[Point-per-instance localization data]
--

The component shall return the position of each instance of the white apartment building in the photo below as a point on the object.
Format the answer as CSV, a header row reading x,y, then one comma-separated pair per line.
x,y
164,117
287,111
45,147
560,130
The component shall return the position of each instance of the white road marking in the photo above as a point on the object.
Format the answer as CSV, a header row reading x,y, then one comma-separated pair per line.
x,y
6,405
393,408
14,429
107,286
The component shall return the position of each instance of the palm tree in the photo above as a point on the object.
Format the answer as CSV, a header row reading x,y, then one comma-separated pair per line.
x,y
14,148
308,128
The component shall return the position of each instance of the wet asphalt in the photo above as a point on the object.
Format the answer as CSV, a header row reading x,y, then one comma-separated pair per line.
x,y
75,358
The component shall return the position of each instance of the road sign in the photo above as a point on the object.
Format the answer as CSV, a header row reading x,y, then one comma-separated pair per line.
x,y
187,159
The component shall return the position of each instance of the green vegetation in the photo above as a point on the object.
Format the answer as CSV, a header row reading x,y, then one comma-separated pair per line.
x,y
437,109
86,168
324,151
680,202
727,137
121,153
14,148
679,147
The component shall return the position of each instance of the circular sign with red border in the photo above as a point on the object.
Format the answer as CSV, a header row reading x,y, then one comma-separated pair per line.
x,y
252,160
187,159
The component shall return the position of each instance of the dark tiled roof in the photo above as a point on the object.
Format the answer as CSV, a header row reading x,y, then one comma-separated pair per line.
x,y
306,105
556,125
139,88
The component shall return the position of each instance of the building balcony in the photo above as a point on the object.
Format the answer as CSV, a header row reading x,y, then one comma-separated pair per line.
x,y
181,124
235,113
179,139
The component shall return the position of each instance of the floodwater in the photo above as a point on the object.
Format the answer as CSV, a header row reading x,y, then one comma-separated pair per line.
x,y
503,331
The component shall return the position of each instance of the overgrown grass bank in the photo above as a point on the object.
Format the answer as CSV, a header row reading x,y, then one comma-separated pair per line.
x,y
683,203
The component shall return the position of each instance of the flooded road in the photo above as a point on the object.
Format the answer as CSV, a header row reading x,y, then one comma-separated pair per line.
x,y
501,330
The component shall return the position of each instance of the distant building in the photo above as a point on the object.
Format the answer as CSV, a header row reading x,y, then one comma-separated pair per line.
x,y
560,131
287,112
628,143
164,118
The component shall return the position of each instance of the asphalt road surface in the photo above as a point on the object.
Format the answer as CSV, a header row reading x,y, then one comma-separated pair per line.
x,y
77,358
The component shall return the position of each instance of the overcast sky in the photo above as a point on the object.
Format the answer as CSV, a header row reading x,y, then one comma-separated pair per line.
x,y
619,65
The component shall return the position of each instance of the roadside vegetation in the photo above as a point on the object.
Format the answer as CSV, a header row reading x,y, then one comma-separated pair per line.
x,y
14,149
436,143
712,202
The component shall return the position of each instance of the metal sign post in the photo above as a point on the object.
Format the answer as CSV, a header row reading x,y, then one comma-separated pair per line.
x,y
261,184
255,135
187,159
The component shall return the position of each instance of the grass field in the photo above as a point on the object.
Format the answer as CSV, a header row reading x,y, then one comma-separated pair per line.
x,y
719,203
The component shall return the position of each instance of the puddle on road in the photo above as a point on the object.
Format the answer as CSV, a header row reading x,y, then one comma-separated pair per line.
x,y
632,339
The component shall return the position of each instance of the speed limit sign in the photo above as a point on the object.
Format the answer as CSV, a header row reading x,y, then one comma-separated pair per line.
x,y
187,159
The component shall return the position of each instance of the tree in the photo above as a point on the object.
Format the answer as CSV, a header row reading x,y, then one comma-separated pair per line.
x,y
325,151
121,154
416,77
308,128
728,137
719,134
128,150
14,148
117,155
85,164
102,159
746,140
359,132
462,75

--

## What is being asked
Each line of the records above should be copied exactly.

## Output for this task
The component shall return the position of each instance of the white apartment building in the photo below as a point on the object.
Format the answer as CSV, a header row reading x,y, then one comma-separated pair per line.
x,y
164,117
287,111
45,147
560,130
The component shall return the position of each instance of the white road marking in the photo above as a point on the object.
Format the answer as CSV, a header row reading x,y, then one comma-separated pair per line.
x,y
6,405
393,408
14,429
107,286
The component shall return the position of each instance of the palm tree in the photo above as a point on the object.
Format the answer as CSV, a header row reading x,y, then one comma-separated pair per line.
x,y
14,148
308,128
The component shall return the position of each instance of the wet asphalt in the photo above as a point on the object.
Format the answer as CSV, a header row reading x,y, then one comma-separated pair per line.
x,y
75,358
The component shall return the position of each instance of the road sign in the photo above as a point on the object.
Format the answer as CSV, a header row reading x,y, then one comma-separated pair per line.
x,y
187,159
The component shall return the position of each instance of the green vegetation in the photo above as a point on the object.
Format the answer as CSV, a header row reading x,y, then one comma-separated pair per line.
x,y
437,109
86,168
324,151
680,202
727,137
121,153
14,148
679,147
The component shall return the position of each instance of the circular sign with red border in the photo above as a point on the object.
Format the answer as CSV, a header row reading x,y, then one comma-separated pair per line.
x,y
252,160
187,159
The component shall return the position of each instance of the dark tiled roof in the photo above as a point on the object.
Format the answer as CSV, a header row reading x,y, then one comma-separated pair per line.
x,y
306,105
556,125
139,88
The component shall return the position of each instance of the building balcony in the photo above as a point on the object.
Format the answer as CSV, a header row reading x,y, then one comma-separated pair per line.
x,y
181,124
235,113
179,139
The component shall return the position of each instance of the floodwater in the photo above as a point on the object.
Format the answer as CSV, a header row reading x,y, then one comma-separated pair per line.
x,y
503,331
The component shall return the position of each instance of the overgrown grass bank in the photo above as a point on the object.
Format the answer as CSV, a header row reading x,y, then one comma-separated pair per line.
x,y
683,203
The component shall return the position of each instance of the flooded road in the photo above as a point on the object.
Format the answer as CSV, a header row reading x,y, then one comma-separated pair per line.
x,y
501,330
The component shall return the position of each instance of the distant building in the photo above as a point on the object.
Format the answer as CSV, a header row reading x,y, then one comma-separated pair per line.
x,y
560,131
287,112
628,143
164,118
The component shall return the position of each instance of the asphalt road surface in the photo above as a point on the object.
Format the answer as CSV, a header row reading x,y, then one comma-separated pair per line.
x,y
77,358
The component shall return the position of each instance of the overcast sky in the photo above as a point on the object.
Format the answer as CSV, a header row reading x,y, then one comma-separated pair per line.
x,y
619,65
The component shall return the position of each instance of the roadside vegetation in the photo above as a point on the object.
Format the answer as CSV, a header row reading x,y, then one comma-separated pair per line.
x,y
14,149
436,143
712,202
The component shall return the position of each instance of the metal sign post in the photo above as a point on the object.
Format the answer as CSV, a header row reading x,y, then one comma-separated pair per line.
x,y
261,184
255,135
187,159
The component shall return the position of each instance of the grass field in the photo above as a point on the object.
Format the answer as CSV, a header row reading x,y, then one comma-separated pair per line.
x,y
719,203
The component shall return the position of each instance of the puddle on road in the photo above as a point on the object.
Format the answer as CSV, a header row reading x,y, then one comma-separated pair per line.
x,y
632,339
The component shall return the position of each instance of the speed limit sign in the photo above as a point on the object.
Format the answer as CSV, a header row reading x,y, then one comma-separated pair per line.
x,y
187,159
The component shall return the position of each instance of the tree in the photo above as a point on the object.
Format the answer as CSV, a header row reading x,y, then one comma-separated pair per line.
x,y
325,151
121,154
416,77
308,128
728,137
719,134
128,150
14,148
117,155
85,164
102,159
746,140
359,132
462,75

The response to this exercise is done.